INSTRUCTION 1
In the reflection on the last exam paper of the old geography specification, what did the students dislike about the exam?
INSTRUCTION 2
According to the reflection on the last exam paper of the old geography specification, why does the writer want to review how geographical skills are taught for the new specification?
INSTRUCTION 3
Carry on the reflection on the last exam paper of the old geography specification from its final sentence.

TEXT PASSAGE
It is strange thinking about that final exam paper. I automatically find myself wondering about the lessons I might take from it to teach the next year group, but of course there is no next year group; not for this syllabus, at least. 

However, there are lessons about my own teaching that I can learn when looking at recent exam papers from this old specification. 

A focus on skills 

The main thing that strikes me is how skills-heavy the paper has often felt over the years. This is something that only looks set to increase in the future with more of a focus on some of those skills we used to teach at key stage 5 coming down to key stage 4. One thing I keep meaning to do for the new specification is to carefully review the teaching of geographical skills, to ensure they are taught and tested as comprehensibly as we teach and test content  knowledge. 

What did my students think of the exam? When my class came to see me afterwards they were not impressed. Not with the questions themselves, but with the fact that there was a spelling mistake in the paper that they had been told to correct before starting the paper.

EXERCISE DATA
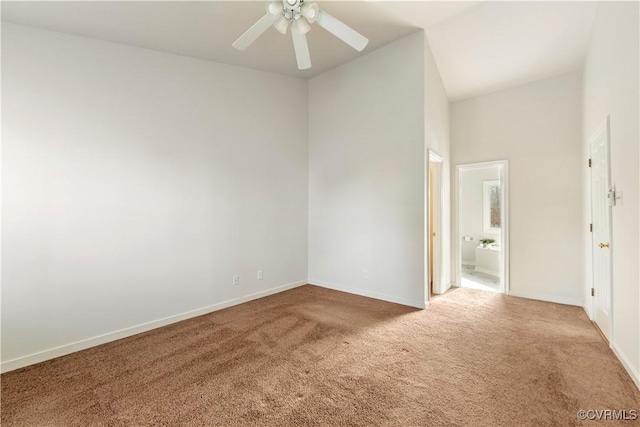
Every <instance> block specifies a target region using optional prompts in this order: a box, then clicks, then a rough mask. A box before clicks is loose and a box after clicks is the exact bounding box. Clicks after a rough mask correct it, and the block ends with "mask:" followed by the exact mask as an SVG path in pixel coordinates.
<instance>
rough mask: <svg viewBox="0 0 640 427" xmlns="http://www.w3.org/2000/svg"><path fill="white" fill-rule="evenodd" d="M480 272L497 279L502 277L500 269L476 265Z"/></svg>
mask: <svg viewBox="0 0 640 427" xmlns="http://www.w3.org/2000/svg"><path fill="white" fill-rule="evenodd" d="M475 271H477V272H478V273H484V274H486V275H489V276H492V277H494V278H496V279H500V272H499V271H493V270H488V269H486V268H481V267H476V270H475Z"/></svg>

ANSWER AREA 1
They were unhappy that the paper contained a spelling mistake they had been told to correct before starting.

ANSWER AREA 2
The paper has often felt skills-heavy, and that focus looks set to increase as some skills once taught at key stage 5 move down to key stage 4. The writer wants skills taught and tested as thoroughly as content knowledge.

ANSWER AREA 3
The other point that seemed to have worried some is that the paper looked a little different: the format had changed slightly. It is often these little things that have thrown them over the years, but it always affects those lacking in confidence the most. The more self-belief they have, the more they are able to shrug off these minor hurdles. 

There are also those questions that catch pupils by surprise. Things that seem to focus in on one small aspect of the course and carry a far higher tariff than you’d expect. It is a reminder that there is only so much that you can do to prepare pupils for the test. The only solution is for them to have a deep and secure subject knowledge that they can then draw on, and apply, to any question they are asked.

As ever, it seems worth looking up a key stage and seeing what you can bring down. Geography pupils at A Level are expected to think synoptically and are assessed on their ability to “think like a geographer”. We need to make clear links between topics and make them explicit for our pupils.

Before we pack away our overflowing cupboard of dusty past exam papers, I think it is worth taking a moment to reflect on the lessons we can learn from the old and take to the new. The specifications may have changed but, I am happy to say, if we create excellent geographers they will thrive regardless.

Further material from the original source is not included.